### WHAT YOU WILL DO
1 > List the bones that make up the shoulder joint, as named in the text on shoulder replacement.
2 > Copy the stretch of the text on shoulder replacement from "A patient’s joint" through "existing shoulder socket (glenoid fossa).", word for word.

### QUOTED PASSAGE
------------------------------

Information about shoulder replacement and some frequently asked questions
The shoulder is a ball-and-socket joint made up of three bones, which are connected by muscles, ligaments and tendons. These bones are:
- the clavicle, which is the collarbone
- the scapula, which is the shoulder blade
- the humerus, which is the upper arm bone
What is a shoulder replacement?
A shoulder replacement, often referred to as a shoulder implant (and sometimes simply as a ‘device’), is, in basic terms, an artificial implant that replaces a shoulder joint that is damaged.
Joint replacements are nearly always carried out because of pain that cannot be controlled by other methods such as painkillers, physiotherapy or other surgery. The most common cause of pain is osteoarthritis.
Shoulder replacements are used to replace the ball (humeral head) and shoulder socket (glenoid fossa). These can be fitted in a variety of ways. You can see our details below for a breakdown of all the procedures. Ask your specialist about what shoulder replacement they recommend and what the advantages and disadvantages of it are.
Introduction to shoulder implants
- Humeral head
- Glenoid component (socket)
- Standard shoulder replacement
- Reverse total shoulder replacement
- Resurfacing Humeral Hemi- arthroplasty
- Resurfacing total shoulder arthroplasty or replacement
This is fixed into the top of the humerus (upper arm bone) after the removal or shaping of the patient’s existing humeral head. It is usually a highly polished metal ball on top of a metal stem which is fitted into the bone cavity of the upper arm bone and can either be uncemented or cemented. The stem can be short or long.
For resurfacing procedures, the humeral component is a cap-like prosthesis with a very short stem. Again, this may be uncemented or cemented.
This is the shallow cup or socket of the shoulder joint against which the humeral head moves. The cup is made of plastic and is usually fitted with the use of bone cement. Some types of socket are now made of plastic with a metal backing, which can be fitted to the bone without the use of cement.
For all procedures, different sizes of implants are available to aid the surgeon in finding the most suitable ‘fit’ for the patient.
For a standard total shoulder replacement, a humeral head (metal ball) and plastic socket are fitted.
In a reverse total shoulder replacement, the socket and metal ball are switched. In this procedure the socket is fixed to the top of the upper arm with a stem to secure it in place. The stem can be uncemented of cemented. The metal ball is fixed to the existing shoulder socket usually with screws.
A patient’s joint may only require the humeral head to be replaced. This is where the highly-polished metal ball would move against the patient’s existing shoulder socket (glenoid fossa).
This procedure involves reshaping of the patient’s own humeral head and placing a cap-like component on the bone with a short stem.
This involves the use of a cap-like component on the patient’s humeral head with a plastic socket component.
Thinking about your treatment options
Joint replacement is a highly successful operation that can bring relief from pain and improve mobility. However, going through the process can be baffling and many patients do not always understand their options or the detail of their treatment plan. It is important you feel supported by your surgeon when discussing your available options.

------------------------------

[Phrase grounding data]
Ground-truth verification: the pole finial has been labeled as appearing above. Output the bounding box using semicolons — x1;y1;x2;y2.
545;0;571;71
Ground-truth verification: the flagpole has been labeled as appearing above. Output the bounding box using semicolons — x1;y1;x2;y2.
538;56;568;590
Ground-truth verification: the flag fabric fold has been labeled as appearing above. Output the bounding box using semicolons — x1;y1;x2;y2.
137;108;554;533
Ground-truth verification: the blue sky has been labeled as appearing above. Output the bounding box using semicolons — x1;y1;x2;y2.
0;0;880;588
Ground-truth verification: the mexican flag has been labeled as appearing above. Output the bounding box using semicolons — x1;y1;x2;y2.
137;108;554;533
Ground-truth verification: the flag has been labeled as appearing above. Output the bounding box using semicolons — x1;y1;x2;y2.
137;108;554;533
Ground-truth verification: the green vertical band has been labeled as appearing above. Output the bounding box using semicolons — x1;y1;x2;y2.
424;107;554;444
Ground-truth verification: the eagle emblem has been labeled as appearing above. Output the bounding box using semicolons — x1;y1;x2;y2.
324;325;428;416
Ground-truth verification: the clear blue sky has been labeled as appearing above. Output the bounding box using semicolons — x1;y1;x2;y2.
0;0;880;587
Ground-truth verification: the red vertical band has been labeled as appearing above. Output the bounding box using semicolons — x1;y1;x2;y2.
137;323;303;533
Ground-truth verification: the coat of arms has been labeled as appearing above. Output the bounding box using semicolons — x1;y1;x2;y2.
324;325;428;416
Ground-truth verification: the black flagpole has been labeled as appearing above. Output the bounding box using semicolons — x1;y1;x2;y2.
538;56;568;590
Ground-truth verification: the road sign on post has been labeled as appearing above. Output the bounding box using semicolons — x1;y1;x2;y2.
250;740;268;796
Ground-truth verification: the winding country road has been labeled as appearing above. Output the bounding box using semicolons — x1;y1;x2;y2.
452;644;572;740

------------------------------

### ANSWER SET
1 >
- The clavicle (collarbone)
- The scapula (shoulder blade)
- The humerus (upper arm bone)

2 >
A patient’s joint may only require the humeral head to be replaced. This is where the highly-polished metal ball would move against the patient’s existing shoulder socket (glenoid fossa).